━━ Records shown

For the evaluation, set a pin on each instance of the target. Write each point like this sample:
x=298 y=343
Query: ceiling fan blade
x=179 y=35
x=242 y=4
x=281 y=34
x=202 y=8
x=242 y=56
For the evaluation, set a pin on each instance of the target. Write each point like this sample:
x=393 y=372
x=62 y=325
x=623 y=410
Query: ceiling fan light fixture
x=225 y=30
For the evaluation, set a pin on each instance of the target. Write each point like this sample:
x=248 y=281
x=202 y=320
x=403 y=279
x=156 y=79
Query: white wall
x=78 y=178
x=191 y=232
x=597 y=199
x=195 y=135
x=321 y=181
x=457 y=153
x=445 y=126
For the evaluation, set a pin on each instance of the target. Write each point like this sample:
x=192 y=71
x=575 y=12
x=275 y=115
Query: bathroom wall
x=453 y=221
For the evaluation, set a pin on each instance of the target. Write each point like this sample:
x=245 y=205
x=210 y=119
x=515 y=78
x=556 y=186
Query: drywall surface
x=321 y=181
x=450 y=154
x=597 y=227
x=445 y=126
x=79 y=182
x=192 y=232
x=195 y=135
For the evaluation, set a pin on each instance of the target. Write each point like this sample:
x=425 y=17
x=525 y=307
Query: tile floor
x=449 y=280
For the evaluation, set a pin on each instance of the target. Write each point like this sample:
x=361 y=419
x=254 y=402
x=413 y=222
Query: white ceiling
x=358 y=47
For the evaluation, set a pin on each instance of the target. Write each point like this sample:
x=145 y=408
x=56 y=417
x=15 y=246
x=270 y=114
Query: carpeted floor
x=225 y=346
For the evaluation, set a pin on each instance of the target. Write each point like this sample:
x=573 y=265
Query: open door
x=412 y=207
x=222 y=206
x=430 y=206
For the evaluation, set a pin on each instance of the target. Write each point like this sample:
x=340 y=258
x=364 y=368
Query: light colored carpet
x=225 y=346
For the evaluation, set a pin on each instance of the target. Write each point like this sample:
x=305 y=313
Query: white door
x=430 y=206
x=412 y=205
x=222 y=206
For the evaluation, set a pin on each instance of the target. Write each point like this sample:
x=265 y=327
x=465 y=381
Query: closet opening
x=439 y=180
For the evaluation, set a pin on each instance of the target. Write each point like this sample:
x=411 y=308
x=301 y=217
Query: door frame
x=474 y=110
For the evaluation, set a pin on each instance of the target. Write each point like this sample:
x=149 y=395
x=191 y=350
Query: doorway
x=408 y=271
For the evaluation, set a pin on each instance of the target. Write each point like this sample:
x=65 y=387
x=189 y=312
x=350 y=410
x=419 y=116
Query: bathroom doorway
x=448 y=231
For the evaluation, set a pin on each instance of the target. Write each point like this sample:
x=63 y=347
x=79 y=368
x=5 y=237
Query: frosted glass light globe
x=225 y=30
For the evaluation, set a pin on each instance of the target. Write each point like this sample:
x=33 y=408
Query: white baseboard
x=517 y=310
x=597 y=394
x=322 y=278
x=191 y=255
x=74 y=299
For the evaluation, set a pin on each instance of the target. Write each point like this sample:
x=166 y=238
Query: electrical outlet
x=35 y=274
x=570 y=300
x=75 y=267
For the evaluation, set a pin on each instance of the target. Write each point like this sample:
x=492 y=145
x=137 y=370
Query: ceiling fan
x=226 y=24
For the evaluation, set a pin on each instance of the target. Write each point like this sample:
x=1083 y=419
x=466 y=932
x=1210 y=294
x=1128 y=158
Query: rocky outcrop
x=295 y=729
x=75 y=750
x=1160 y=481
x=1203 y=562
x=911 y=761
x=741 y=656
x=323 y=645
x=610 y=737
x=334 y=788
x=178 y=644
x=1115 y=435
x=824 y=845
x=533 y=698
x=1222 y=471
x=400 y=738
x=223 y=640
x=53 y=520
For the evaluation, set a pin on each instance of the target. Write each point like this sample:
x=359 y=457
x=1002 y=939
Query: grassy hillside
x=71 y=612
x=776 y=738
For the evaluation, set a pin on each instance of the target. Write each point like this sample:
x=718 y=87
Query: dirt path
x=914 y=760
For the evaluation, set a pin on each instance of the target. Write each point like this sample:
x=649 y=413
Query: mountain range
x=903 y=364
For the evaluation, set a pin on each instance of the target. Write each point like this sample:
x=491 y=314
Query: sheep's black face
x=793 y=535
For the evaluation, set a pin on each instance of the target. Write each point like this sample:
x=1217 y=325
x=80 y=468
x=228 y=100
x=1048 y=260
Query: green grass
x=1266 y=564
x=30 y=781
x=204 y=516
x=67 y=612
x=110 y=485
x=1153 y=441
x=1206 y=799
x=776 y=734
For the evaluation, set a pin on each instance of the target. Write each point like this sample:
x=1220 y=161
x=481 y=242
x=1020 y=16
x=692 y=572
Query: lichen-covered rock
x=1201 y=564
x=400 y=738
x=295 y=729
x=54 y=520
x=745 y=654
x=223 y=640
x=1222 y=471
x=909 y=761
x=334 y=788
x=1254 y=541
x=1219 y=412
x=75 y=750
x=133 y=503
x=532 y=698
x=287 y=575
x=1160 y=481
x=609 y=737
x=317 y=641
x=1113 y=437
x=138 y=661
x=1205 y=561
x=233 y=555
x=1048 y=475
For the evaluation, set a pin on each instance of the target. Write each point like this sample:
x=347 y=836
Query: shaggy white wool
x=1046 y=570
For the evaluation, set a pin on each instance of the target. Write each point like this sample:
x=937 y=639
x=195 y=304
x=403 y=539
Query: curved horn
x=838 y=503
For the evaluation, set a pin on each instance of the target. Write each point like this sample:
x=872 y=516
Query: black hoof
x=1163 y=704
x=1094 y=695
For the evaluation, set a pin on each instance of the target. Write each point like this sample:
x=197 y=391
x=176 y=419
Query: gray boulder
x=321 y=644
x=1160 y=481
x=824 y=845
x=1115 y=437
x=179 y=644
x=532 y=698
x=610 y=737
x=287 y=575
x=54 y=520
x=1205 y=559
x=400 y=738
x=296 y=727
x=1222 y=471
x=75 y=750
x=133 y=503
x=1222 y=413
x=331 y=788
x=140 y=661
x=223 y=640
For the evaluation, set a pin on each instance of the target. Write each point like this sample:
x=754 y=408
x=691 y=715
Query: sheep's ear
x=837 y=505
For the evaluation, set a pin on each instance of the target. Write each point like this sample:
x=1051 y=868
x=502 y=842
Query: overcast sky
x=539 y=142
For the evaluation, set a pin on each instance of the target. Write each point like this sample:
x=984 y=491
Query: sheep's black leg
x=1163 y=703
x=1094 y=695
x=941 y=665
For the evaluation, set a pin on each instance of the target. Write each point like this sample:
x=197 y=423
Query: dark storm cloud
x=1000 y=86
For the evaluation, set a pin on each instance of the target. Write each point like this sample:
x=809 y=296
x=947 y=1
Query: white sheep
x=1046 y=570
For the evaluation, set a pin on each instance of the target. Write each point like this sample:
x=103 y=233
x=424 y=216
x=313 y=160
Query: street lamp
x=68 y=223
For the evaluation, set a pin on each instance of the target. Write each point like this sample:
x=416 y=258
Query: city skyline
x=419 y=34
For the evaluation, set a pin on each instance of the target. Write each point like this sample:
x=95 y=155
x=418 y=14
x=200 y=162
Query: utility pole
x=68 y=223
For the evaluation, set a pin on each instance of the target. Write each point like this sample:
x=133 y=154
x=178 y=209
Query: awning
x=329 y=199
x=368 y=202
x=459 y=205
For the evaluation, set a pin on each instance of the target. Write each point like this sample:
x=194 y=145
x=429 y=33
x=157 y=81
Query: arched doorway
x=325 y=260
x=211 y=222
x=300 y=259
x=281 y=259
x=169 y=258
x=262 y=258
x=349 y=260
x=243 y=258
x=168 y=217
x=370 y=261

━━━━

◆ What the task asks
List every line of the material above that contains the string "sheep", matching case.

◆ Worked solution
Query: sheep's black face
Query: sheep's ear
Query: sheep's black leg
Query: white sheep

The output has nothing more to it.